Reproduce every one of the records below word for word and in the same order.
---
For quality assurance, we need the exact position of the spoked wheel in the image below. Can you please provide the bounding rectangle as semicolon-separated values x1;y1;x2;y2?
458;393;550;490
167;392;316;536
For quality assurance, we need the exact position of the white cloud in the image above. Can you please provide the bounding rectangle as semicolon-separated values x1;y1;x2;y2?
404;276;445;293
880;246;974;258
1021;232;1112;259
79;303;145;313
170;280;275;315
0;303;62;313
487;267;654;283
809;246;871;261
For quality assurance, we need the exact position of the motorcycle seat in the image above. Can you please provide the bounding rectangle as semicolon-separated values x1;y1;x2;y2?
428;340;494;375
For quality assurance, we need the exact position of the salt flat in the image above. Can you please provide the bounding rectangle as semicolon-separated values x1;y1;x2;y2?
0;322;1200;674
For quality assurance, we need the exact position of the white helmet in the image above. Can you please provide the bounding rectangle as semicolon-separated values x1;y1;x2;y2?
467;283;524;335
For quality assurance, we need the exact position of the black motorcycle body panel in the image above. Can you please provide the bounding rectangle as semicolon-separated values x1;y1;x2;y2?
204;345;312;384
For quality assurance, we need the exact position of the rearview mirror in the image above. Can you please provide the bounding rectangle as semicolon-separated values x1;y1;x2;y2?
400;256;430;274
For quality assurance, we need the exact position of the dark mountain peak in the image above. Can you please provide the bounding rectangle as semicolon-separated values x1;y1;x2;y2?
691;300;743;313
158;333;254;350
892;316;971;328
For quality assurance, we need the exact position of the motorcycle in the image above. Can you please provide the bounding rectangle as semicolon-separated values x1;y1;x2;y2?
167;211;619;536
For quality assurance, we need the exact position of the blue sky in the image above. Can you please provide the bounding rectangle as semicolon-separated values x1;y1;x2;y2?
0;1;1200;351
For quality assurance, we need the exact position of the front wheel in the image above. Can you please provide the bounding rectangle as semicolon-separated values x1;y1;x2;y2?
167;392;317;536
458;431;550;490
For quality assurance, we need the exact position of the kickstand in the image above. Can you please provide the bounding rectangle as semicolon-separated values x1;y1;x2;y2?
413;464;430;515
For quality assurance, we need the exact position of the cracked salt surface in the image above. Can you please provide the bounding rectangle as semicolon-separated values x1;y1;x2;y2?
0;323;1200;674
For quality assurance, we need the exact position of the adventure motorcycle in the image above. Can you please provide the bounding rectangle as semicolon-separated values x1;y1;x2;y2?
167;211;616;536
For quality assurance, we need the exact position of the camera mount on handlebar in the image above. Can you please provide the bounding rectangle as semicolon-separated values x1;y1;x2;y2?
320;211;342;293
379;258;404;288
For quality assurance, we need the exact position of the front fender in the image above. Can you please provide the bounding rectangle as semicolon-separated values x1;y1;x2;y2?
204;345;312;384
---
SOLUTION:
For quality assurance, we need the exact position of the spoked wheel in the image below. Can you please provide the bounding rectangle as semicolon-separated values x1;y1;x2;y2?
458;393;550;490
167;392;316;536
For quality assurance, we need the exact position of the white cloud in the image above. Can you please provide the bounding rectangle as semicolon-separated values x1;y1;x2;y2?
404;276;445;293
880;246;974;258
1021;232;1112;259
79;303;145;313
170;280;275;315
0;303;62;313
487;267;654;283
809;246;871;261
For quality assurance, we need the exact position of the motorcycle seat in the image above. Can you please provide the bounding rectangle as semicolon-separated values x1;y1;x2;y2?
428;340;494;375
For quality assurance, we need the exact position of the salt flat in the image above. Can you please provide the bounding rectangle as semicolon-separated values x1;y1;x2;y2?
0;322;1200;674
For quality assurance, we need the exact position of the white helmet in the image above. Can you please provide the bounding rectangle as semicolon-separated values x1;y1;x2;y2?
467;283;524;335
For quality assurance, we need the exact position of the black motorcycle body panel in the image above. Can you please provide the bounding rectangle as semicolon-separated values x1;y1;x2;y2?
204;345;312;384
For quality assurance, we need the exact position of the rearview mirror in the image above. Can you please provide the bounding rectangle as semicolon-separated values x1;y1;x2;y2?
400;256;430;274
For quality assurance, we need the exact position of the dark mountain peak in the image above. Can you please provide the bounding rectangle as semicolon-separated values x1;y1;x2;y2?
691;300;743;313
158;333;254;350
892;316;971;328
For quality assurance, we need the exact position of the motorcycle in the image above. Can you please provide the bounding rectangle as semicolon-separated values x1;y1;x2;y2?
167;211;619;536
For quality assurance, we need the exact position of the blue sky in the image above. Can you please provide the bounding rectangle as semicolon-separated values x1;y1;x2;y2?
0;1;1200;351
For quality assurance, we need the exact position of the front wheel in the image above. Can you please provide the bounding rectangle as semicolon-separated values x1;y1;x2;y2?
167;392;317;536
458;431;550;490
For quality assurance, we need the exact position of the kickstand in the image above. Can you please provide the bounding rectangle as semicolon-separated values x1;y1;x2;y2?
413;464;430;515
For quality assurance, we need the exact position of the cracked salt surface in the image above. Can you please provide the bounding rectangle as semicolon-separated values x1;y1;x2;y2?
0;323;1200;674
For quality assurance, we need the exact position of the adventure motorcycle in the image above. Can you please provide the bounding rectangle as semicolon-separated values x1;y1;x2;y2?
167;211;616;536
For quality assurance, we need the exact position of the camera mount on handlebar in the image above. Can you please provide the bounding rectangle as semicolon-separated values x1;y1;x2;y2?
320;211;342;293
379;258;404;288
For quality assurance, we need the exact position of the front fender in the image above. Can you please provide the bounding rectangle as semicolon-separated values x1;y1;x2;y2?
204;345;312;384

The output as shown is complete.